• _TO-DO LIST_:
1 - Reproduce the passage about the singer Louie Fuller between "Her husband died" and "she still lives.", inclusive, swapping "Lingfield" for "Oxted".
2 - According to the passage about the singer Louie Fuller, on which Topic LP did she appear in 1976?

• _DOCUMENT EXTRACT_:
________________________________________
Steve Pennells remembers: I went to see her at home - a DIY bungalow of wood, felt and corrugated iron on a small scrap yard deep in a copse reached via a long narrow track near Newchapel.  The whole set-up was rather like a smaller scale version of Joe and Phoebe Smith’s place at Melton before they built their brick bungalow.

Her husband died in the early seventies and she remarried - to his best friend - so that it was as Louie Fuller that she appeared on Topic’s LP Green Grows the Laurels, in 1976.  Mr Fuller died in the 1980s and she moved from Newchapel to a Council house in Lingfield where she still lives.

She went to a number of Ken Stubbs’ singing sessions in the Seventies, and has been heard more widely in the Nineties since Jim Ward started taking her out to events, including the National in 1998.

Louie learned songs from both her parents who, like many Londoners, took her hop picking in Kent during the late summer and there she spent her leisure hours singing and story telling at hop-picker gatherings and family parties.  She also learned most of her songs there, although many of them are short or fragmented versions.  She was a singer of great spirit and style and her enthusiastic, smiling delivery of her songs won her admirers wherever she chose to perform them.  Her version of Hopping Down in Kent enjoyed enormous popularity.
________________________________________
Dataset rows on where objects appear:
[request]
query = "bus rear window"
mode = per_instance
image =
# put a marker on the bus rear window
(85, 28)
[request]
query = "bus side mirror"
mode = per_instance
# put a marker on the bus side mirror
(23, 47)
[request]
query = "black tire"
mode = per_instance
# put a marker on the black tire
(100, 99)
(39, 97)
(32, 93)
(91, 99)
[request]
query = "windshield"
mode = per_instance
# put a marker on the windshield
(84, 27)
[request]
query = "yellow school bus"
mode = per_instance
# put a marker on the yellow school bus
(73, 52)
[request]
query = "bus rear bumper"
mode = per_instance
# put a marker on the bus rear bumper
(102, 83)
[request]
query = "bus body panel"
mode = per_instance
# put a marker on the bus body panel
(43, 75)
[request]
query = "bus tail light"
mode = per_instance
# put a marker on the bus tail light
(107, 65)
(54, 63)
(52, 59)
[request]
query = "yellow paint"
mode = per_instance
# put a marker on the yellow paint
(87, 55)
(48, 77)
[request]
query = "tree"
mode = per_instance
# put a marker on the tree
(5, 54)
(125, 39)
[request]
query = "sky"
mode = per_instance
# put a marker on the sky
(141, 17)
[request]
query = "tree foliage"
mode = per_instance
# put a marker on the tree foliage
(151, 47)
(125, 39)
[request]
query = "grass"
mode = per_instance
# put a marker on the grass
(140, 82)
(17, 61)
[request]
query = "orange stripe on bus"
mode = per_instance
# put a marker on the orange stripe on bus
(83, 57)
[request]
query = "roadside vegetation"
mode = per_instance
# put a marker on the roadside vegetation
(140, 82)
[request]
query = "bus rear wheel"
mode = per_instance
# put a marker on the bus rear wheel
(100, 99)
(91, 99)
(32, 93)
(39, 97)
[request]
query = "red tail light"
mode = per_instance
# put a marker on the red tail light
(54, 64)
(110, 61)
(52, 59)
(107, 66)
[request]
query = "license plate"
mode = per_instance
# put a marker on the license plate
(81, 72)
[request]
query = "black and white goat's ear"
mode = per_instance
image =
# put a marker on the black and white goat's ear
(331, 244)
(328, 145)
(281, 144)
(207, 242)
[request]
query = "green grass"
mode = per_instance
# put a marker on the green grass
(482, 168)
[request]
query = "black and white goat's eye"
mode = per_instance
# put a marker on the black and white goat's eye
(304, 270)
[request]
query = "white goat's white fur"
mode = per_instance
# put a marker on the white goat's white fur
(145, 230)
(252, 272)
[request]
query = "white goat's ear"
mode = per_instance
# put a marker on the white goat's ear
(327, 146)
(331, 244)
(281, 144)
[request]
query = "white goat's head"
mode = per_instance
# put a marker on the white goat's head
________________________________________
• _WORKED ANSWERS_:
1 -
Her husband died in the early seventies and she remarried - to his best friend - so that it was as Louie Fuller that she appeared on Topic’s LP Green Grows the Laurels, in 1976.  Mr Fuller died in the 1980s and she moved from Newchapel to a Council house in Oxted where she still lives.

2 - Green Grows the Laurels